[Point localization data]
● ● ● ● ● ● ●
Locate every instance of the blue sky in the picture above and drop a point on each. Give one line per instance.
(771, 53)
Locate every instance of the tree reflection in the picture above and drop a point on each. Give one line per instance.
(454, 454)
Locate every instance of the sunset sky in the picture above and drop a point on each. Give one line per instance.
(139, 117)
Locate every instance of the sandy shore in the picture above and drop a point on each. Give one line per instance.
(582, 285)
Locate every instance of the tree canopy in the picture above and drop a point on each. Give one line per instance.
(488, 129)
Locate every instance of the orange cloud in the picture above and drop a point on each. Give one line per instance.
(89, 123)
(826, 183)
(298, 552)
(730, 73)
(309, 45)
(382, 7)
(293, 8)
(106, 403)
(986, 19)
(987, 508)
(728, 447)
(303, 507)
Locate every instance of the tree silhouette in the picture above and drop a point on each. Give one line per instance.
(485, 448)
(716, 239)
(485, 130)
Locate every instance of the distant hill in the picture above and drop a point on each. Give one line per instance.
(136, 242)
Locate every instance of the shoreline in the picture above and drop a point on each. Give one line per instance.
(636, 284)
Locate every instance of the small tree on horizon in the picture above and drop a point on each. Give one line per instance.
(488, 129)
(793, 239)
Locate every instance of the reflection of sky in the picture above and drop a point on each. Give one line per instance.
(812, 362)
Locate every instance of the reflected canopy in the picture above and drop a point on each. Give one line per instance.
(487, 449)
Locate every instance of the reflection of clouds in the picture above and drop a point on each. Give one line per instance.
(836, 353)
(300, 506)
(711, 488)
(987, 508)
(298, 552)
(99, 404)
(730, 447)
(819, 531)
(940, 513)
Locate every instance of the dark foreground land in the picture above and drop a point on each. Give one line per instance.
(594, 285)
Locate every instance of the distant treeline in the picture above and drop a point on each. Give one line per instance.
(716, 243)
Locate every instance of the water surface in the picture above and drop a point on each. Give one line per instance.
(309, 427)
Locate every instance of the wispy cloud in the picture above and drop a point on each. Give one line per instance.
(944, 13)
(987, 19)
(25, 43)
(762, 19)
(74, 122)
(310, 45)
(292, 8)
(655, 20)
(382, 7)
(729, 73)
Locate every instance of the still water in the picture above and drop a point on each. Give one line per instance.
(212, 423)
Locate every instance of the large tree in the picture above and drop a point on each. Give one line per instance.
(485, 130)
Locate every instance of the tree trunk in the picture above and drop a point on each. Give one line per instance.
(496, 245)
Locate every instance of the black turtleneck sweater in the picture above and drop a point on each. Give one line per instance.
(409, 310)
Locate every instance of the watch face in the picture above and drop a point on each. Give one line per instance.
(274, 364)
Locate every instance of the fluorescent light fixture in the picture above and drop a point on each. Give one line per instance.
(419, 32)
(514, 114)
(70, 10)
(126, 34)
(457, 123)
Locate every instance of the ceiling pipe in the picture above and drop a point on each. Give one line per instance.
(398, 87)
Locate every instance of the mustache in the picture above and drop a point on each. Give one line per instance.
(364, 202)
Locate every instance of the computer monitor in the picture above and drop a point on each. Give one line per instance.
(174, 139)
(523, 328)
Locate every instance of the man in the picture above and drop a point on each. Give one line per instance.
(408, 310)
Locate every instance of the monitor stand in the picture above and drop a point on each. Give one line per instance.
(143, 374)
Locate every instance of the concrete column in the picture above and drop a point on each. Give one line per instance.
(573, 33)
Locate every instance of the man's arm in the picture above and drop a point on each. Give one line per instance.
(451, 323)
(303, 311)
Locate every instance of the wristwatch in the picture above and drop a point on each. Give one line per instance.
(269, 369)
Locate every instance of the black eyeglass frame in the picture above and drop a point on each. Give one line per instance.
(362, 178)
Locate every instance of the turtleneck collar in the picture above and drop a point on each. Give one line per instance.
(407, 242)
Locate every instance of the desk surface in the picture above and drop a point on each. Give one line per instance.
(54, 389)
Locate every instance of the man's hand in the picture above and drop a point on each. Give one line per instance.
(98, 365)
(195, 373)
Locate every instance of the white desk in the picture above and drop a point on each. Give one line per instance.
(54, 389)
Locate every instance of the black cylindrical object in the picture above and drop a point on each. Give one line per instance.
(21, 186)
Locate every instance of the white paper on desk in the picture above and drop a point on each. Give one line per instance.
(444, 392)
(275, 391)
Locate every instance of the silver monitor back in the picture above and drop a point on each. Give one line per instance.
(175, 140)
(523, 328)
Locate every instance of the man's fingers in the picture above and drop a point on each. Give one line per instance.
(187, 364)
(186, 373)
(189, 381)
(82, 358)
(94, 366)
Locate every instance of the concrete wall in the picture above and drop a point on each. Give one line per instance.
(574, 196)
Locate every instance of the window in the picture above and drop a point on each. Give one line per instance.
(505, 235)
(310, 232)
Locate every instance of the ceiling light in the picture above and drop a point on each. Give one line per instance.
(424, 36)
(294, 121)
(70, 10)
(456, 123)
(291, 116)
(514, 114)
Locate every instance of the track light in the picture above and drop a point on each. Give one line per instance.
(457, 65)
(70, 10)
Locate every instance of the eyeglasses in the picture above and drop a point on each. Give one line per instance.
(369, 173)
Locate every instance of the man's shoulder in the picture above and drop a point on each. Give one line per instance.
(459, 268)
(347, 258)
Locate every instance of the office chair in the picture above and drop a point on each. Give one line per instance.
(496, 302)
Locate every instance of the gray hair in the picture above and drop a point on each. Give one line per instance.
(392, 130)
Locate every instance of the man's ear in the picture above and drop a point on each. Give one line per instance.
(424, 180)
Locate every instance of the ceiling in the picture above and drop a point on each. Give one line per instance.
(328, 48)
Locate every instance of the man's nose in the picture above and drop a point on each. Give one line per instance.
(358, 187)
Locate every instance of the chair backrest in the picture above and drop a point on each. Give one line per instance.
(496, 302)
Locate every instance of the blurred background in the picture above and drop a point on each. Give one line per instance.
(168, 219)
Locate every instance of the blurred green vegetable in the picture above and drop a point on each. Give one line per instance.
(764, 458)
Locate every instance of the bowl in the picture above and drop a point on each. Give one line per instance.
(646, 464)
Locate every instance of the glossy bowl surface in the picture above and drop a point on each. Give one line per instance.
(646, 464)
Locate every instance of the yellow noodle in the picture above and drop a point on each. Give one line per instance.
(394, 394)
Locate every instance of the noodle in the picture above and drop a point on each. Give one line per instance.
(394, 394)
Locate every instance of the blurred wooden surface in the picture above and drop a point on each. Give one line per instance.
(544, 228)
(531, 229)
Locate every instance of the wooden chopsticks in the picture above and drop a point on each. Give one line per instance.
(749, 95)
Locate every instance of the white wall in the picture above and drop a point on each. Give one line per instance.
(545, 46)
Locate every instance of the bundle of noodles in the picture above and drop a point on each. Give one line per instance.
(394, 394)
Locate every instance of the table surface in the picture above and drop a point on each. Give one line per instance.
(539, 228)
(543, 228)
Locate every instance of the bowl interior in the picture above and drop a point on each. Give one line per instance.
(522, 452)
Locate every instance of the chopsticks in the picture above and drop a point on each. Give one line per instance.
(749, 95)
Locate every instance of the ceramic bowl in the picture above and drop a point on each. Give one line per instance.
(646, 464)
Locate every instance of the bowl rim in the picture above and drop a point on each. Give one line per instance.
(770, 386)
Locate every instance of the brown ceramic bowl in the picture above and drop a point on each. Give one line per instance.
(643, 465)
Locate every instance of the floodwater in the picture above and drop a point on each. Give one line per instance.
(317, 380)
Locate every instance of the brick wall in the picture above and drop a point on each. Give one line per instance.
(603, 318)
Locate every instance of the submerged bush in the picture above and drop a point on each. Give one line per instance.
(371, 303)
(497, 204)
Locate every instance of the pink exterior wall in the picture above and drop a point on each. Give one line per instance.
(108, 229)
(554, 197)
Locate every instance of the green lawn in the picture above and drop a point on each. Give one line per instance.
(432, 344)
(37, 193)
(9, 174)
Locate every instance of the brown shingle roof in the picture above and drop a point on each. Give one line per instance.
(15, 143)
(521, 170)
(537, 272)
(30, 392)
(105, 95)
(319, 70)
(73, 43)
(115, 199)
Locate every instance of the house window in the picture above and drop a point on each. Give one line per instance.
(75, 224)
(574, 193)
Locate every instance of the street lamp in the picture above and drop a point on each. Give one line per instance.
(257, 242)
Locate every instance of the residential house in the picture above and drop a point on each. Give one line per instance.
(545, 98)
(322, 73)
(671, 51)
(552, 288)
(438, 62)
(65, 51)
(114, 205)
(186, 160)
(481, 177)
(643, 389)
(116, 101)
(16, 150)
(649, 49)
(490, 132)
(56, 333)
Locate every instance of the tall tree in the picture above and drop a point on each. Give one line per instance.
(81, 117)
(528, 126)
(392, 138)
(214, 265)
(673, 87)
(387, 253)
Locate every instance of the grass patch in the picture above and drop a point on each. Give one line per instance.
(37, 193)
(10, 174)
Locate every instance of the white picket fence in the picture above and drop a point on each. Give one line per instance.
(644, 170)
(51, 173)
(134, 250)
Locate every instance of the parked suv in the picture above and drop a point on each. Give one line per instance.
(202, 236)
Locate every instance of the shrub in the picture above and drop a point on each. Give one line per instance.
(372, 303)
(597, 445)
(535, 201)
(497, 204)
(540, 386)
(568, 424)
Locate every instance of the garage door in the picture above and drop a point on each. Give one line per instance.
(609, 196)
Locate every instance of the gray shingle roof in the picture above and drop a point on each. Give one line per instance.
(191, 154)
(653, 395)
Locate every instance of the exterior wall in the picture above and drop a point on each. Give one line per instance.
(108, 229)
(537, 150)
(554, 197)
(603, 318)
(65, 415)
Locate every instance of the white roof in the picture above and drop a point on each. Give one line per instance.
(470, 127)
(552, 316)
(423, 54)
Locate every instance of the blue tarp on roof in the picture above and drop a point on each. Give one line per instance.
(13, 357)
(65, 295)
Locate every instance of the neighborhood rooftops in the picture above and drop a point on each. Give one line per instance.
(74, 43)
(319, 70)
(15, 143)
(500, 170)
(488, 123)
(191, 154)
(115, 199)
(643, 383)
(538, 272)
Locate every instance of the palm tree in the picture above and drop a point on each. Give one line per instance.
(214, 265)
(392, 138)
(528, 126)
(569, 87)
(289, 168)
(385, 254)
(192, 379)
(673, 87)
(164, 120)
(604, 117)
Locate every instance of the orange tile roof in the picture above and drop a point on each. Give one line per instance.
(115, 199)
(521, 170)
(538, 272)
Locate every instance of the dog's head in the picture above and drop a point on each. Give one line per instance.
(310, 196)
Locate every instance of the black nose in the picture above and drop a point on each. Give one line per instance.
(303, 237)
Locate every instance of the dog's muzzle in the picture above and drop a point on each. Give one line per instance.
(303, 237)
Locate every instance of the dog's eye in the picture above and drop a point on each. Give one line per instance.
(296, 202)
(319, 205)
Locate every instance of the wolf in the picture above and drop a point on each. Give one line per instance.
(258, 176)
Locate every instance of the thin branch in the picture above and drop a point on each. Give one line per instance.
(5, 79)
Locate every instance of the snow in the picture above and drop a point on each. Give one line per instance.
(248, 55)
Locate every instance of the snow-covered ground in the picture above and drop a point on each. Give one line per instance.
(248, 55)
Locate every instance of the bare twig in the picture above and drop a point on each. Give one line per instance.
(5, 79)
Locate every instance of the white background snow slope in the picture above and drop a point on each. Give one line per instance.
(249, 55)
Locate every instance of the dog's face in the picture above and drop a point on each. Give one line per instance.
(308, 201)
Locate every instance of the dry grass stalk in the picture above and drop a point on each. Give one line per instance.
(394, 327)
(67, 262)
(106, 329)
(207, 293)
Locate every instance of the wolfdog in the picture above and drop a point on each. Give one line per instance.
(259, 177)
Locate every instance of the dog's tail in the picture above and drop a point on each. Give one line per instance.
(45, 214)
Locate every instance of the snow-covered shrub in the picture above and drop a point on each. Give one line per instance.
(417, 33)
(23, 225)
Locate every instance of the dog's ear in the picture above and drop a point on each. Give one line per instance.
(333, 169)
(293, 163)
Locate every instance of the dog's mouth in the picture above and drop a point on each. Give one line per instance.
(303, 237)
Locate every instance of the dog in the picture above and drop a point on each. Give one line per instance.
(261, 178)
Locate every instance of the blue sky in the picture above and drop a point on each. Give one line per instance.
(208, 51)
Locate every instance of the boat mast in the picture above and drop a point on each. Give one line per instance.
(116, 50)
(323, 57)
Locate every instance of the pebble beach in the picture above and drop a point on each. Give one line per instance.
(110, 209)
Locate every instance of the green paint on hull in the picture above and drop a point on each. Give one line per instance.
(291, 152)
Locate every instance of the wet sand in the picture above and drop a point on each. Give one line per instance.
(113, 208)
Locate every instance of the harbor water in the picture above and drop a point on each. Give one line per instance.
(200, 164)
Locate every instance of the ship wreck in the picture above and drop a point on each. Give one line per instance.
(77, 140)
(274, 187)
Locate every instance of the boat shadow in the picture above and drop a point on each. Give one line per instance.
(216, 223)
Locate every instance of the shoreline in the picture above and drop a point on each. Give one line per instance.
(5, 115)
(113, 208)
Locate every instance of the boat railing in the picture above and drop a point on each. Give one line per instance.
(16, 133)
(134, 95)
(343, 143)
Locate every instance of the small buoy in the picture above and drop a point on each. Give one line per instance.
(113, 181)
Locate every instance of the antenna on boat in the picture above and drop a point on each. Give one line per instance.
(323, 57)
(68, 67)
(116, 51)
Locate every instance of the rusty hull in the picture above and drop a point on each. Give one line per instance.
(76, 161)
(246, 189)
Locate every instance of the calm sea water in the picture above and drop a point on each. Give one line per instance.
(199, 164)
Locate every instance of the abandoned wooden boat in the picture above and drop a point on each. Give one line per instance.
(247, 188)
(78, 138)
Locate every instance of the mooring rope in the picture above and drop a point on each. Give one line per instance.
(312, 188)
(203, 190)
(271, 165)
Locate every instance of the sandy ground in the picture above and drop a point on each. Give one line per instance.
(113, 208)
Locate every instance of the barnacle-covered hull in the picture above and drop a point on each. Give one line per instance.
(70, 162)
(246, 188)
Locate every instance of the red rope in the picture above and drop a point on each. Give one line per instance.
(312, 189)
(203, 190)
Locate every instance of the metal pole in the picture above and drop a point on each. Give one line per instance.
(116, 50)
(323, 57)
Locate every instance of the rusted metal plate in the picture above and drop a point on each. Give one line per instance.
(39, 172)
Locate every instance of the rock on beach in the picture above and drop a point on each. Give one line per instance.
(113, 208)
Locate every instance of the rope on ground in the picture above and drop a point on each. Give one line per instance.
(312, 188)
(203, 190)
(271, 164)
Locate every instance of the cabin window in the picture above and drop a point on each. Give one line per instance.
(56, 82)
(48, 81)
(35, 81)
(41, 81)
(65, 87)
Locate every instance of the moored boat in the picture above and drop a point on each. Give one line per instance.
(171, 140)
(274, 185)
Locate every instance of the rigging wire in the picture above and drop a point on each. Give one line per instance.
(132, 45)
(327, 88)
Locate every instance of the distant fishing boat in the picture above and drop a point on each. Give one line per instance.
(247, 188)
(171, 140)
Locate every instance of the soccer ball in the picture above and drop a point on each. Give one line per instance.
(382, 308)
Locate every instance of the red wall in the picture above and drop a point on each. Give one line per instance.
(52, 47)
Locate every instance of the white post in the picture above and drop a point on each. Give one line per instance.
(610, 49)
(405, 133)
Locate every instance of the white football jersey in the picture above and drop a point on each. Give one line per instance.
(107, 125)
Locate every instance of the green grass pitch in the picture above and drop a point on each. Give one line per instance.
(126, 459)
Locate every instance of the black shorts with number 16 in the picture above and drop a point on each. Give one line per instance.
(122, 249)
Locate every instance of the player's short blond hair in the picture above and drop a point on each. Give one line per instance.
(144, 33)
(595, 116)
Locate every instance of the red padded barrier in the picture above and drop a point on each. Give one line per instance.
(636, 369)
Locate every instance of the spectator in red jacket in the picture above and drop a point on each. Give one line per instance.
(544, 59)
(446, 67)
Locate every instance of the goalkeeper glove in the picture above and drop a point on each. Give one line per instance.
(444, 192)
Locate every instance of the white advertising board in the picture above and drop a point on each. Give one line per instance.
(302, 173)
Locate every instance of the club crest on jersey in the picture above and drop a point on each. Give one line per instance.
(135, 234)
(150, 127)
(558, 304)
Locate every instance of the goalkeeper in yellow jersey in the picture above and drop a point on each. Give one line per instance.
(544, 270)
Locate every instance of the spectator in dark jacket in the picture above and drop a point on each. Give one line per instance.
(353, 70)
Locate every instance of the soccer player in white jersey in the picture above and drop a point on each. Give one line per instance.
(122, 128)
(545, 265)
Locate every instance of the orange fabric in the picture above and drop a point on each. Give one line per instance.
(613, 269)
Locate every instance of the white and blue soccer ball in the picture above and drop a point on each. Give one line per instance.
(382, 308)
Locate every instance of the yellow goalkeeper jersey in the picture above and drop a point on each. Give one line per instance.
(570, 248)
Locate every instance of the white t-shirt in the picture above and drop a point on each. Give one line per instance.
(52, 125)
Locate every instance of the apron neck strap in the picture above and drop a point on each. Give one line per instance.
● ● ● ● ● ● ●
Output only the lines from the one that contains "Locate every instance of the orange fabric" through the final line of the records, exactly as given.

TASK RESPONSE.
Locate every instance of the orange fabric in the picture above and drop a point on each. Give one line per instance.
(613, 269)
Locate every instance of the white and blue soccer ball in the picture above and drop a point on each. Give one line per instance.
(382, 308)
Locate every instance of the yellow goalkeeper jersey in the picture above and drop a point on each. Give one line per instance.
(570, 248)
Locate every instance of the white t-shirt in the picture above and drop a point on each. Give one line per instance.
(52, 125)
Locate every instance of the apron neck strap in the picture above and drop a point on each. Give one line per instance.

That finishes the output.